Given problem ▸ Continue the Baby Boomer game review below, picking up after its final line.

Extracted text ▸

****************

Baby Boomer
by Peaches

The first title for Color Dreams. Showing their trademark creative-yet-stupid approach, this game lets you use the Zapper Light Gun not as an offensive weapon, but to defend an itty bitty baby as he marches like a lemming towards certain doom and gold nuggets. In fact, if you don' t have a Zapper, you can use the NES controller, or with a friend, you can use both at once if you're like me and are into both giving and receiving the pain.

The game specifically mentions that poor Boomer has lost his mom. I'm under the impression that she abandoned him in a dangerous place and ran far, far away, but whatever. It's your job to shoot whatever moves (except Boomer - heck, you can't even shoot him if you try) in order to keep him protected. Rats, snakes, fish... just blast the bastards. Shoot all the milk bottles you find to keep him fed (don't you just love it when you die all of a sudden because you forgot that one thing back there?). And shoot fireworks, because apparently it's Fourth of July and leaving lit Roman Candles everywhere is the hot new fad among the teenagers or something. Pretty much the only thing you're not supposed to shoot are the gold nuggets, which Boomer collects himself for extra lives. Why this baby can asexually reproduce via precious metals and needs to be fed by having milk shot, I don't know. There are also "what do I shoot?" puzzle elements, such as shooting clouds to make frozen bridges so Boomer can mindlessly march forward without fear of falling into open graves. Seriously.

Got it? Good. Here's a level walkthrough.

****************

Extracted data ▸
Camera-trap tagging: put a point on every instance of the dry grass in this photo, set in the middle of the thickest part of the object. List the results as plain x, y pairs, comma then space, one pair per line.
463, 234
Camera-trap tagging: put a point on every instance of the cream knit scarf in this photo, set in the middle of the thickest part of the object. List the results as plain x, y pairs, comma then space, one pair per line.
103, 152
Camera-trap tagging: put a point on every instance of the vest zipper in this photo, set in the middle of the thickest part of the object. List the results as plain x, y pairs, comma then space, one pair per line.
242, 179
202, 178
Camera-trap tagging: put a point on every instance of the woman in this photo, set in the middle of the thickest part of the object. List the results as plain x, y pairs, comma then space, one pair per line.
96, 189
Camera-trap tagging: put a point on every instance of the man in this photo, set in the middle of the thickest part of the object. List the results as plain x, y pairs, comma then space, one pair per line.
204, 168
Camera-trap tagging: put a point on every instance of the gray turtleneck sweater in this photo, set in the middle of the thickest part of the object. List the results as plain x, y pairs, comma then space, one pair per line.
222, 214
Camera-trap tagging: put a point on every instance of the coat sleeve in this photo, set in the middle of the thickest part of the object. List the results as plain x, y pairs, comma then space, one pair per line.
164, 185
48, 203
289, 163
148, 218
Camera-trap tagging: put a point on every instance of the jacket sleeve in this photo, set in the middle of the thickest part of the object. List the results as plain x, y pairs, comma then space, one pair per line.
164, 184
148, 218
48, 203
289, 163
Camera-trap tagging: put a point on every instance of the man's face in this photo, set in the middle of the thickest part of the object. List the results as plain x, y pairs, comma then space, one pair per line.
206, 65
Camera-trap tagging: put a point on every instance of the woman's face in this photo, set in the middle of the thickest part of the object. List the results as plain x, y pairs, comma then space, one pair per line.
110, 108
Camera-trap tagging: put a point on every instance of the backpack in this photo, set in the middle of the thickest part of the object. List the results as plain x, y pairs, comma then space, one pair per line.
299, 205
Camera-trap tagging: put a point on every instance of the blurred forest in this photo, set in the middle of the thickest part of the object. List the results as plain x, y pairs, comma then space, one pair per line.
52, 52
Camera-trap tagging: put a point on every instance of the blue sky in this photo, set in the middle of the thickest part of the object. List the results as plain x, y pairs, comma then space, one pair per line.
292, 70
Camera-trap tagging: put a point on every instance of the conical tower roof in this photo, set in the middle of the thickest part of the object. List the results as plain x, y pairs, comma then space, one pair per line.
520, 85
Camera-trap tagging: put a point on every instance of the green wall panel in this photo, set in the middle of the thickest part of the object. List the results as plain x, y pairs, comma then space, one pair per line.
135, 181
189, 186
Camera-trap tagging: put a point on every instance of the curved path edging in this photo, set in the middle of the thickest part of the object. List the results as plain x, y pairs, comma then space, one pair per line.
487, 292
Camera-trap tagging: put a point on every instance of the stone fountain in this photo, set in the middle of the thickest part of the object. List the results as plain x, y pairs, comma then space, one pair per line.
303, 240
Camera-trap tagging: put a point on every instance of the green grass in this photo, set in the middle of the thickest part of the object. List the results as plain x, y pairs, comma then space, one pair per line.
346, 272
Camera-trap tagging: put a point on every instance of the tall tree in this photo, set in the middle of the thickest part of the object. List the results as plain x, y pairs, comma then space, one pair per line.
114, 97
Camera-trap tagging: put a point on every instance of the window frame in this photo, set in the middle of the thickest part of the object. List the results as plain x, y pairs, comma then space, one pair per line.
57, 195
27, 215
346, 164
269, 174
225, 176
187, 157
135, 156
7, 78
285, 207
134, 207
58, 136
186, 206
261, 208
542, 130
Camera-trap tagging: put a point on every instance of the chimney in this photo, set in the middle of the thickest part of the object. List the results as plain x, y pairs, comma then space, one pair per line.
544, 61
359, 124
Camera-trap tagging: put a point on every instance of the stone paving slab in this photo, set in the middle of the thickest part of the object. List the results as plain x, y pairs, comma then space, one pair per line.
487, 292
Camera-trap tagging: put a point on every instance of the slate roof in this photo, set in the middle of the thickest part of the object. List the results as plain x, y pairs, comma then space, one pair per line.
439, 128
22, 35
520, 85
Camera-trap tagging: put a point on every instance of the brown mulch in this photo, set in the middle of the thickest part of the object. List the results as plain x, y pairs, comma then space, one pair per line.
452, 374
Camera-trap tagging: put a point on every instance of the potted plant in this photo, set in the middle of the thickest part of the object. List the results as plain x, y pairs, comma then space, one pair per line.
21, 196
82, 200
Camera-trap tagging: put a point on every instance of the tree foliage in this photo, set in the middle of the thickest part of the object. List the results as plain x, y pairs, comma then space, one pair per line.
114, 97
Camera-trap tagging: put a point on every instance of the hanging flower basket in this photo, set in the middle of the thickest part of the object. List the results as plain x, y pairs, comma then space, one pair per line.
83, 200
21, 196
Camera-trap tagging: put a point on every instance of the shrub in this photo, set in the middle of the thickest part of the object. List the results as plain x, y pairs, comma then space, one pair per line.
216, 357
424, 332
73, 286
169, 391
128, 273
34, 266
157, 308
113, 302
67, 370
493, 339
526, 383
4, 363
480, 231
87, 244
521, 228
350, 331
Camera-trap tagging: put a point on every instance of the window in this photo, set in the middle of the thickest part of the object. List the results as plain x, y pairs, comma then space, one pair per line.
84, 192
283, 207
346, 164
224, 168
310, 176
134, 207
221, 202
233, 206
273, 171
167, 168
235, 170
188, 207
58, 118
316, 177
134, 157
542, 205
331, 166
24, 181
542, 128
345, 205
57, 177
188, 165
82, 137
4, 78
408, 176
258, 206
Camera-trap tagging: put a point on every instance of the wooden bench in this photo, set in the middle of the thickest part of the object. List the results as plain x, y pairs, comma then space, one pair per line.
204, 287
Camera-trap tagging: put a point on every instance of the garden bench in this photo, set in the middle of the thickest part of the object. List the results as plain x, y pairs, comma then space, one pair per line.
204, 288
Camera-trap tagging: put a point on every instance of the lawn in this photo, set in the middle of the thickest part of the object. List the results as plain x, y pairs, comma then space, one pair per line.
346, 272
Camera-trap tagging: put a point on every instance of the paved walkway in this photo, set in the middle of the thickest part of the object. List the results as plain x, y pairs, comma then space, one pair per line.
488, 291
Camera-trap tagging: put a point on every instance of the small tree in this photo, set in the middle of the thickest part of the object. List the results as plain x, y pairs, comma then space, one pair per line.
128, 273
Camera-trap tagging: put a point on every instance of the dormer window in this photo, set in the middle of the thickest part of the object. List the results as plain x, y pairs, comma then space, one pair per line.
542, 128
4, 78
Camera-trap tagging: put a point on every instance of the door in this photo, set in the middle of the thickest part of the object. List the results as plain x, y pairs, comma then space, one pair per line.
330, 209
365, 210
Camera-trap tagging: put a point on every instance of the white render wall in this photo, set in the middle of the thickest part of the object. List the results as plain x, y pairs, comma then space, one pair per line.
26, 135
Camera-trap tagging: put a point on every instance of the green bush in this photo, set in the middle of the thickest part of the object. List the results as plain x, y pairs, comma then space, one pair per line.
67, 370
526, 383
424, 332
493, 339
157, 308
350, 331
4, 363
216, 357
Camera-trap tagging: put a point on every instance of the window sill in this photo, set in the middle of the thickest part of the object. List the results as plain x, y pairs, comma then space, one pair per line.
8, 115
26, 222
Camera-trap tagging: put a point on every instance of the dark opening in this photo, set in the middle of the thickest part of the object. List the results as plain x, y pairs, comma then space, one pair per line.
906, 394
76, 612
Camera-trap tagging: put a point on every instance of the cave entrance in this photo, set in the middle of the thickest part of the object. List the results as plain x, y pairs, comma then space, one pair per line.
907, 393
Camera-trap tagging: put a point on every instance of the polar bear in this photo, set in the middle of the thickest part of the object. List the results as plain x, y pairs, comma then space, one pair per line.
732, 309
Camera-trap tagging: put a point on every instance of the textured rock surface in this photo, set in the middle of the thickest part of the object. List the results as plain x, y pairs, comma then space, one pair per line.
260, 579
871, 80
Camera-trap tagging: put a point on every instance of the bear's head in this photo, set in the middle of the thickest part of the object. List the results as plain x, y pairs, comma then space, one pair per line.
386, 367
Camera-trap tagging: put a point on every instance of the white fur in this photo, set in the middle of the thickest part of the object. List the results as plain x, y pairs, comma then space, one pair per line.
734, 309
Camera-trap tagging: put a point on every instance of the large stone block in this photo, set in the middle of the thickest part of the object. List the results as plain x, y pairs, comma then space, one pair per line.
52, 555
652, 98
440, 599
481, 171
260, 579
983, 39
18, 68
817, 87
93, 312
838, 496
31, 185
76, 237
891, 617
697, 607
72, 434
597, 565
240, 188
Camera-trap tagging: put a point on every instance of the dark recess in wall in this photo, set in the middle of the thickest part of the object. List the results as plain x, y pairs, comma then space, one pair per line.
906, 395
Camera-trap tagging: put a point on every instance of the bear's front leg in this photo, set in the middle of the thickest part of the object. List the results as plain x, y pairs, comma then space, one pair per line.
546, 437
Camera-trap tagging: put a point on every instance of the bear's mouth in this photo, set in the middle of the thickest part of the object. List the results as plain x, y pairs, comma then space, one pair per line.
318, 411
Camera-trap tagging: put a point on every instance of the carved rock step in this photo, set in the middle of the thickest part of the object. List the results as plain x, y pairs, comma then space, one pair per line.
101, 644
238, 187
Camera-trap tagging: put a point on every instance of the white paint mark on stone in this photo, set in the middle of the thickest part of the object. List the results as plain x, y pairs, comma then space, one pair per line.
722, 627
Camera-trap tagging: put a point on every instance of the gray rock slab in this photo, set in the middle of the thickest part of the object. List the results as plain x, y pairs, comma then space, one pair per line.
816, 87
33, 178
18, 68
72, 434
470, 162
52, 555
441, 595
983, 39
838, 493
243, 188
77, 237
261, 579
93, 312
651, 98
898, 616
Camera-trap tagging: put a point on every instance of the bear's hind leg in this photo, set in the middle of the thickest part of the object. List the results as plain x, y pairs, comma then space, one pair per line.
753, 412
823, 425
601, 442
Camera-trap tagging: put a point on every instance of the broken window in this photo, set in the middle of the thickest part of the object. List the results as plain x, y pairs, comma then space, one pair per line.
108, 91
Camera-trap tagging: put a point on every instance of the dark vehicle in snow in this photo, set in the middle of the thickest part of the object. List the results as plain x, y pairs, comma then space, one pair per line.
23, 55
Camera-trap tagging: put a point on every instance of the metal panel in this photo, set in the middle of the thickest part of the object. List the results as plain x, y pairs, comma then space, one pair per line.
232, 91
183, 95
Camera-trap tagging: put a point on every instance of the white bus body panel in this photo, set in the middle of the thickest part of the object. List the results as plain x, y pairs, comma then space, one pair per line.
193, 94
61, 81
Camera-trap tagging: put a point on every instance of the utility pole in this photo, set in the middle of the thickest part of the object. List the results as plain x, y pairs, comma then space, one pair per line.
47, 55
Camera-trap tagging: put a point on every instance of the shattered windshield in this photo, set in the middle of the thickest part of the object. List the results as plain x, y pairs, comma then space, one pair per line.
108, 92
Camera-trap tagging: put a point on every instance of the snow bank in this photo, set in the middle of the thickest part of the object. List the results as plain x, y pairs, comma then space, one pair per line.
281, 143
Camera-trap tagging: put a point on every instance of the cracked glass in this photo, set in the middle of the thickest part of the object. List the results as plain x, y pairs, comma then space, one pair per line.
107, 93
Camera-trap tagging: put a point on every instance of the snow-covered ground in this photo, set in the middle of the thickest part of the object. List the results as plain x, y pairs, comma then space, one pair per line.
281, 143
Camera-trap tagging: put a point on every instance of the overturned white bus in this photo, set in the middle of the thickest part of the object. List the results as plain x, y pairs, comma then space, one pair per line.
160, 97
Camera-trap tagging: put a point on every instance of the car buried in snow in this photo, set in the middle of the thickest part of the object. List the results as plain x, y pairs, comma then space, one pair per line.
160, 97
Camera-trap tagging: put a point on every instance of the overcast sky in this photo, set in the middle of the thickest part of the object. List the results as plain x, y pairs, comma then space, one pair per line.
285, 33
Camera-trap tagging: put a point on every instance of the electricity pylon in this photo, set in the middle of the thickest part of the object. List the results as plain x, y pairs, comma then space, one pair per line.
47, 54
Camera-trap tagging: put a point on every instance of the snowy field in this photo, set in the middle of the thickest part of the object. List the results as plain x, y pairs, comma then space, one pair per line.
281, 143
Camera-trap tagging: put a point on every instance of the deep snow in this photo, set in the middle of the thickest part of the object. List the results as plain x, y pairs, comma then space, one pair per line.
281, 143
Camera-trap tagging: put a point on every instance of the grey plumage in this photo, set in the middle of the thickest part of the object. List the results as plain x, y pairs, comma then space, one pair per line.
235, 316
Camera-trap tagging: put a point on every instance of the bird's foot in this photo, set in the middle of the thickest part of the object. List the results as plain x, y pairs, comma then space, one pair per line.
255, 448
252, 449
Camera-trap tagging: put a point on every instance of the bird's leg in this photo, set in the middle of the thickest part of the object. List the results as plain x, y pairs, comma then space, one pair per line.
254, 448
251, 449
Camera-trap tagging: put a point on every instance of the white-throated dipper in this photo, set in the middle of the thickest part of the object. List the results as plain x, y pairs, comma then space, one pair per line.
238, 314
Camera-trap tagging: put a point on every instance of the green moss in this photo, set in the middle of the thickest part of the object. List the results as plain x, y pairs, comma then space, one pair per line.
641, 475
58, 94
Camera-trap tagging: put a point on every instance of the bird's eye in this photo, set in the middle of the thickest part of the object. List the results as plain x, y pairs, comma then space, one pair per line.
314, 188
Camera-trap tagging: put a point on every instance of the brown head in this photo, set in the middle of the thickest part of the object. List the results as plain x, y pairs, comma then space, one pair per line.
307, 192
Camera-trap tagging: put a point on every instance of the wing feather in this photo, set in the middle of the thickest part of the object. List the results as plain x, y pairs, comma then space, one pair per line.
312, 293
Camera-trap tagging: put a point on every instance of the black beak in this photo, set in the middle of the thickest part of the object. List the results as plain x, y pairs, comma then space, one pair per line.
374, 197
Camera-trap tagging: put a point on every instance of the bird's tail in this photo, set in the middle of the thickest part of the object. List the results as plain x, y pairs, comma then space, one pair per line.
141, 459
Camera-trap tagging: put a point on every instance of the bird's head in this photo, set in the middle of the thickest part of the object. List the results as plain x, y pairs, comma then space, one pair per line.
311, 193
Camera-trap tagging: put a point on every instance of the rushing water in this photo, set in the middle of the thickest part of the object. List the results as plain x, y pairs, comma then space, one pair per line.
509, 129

****************

Result ▸
1 - Park or someplace
Your opponents here are snakes and rats and jumping spiders. It's your basic brightly colored fluff, but not too bad. Here, you learn the basics: shoot, shoot, shoot. And make sure you get those clouds, their precious snow creates the bridges you need. There's also a golden cloud. I have no idea why. Shoot the trees to make birds come out. They don't go anywhere near Boomer, but you can shoot them once they're out for bonus points. This animal cruelty actually amused me. The game ends with a huge sign indicating that you're bundle of joy is heading straight for...

2 - The Cemetery
Again, pretty standard 8-bit fare as far as the decor goes, but amusing. Shoot bats and little black dogs (or are they cats?) that jump around like... well, they're a bitch to kill. And skeletons, shoot them too (every game needs skelies). Be sure to check out the blood-red fountains. And the milk bottles are invisible on this level, so you need to wait for a flash of lightning... or just look for the white squares that pop up whenever you pull the trigger (you can find lots of "secret" stuff that way). Oh, and shoot the elevator buttons, too, because the path splits up ahead.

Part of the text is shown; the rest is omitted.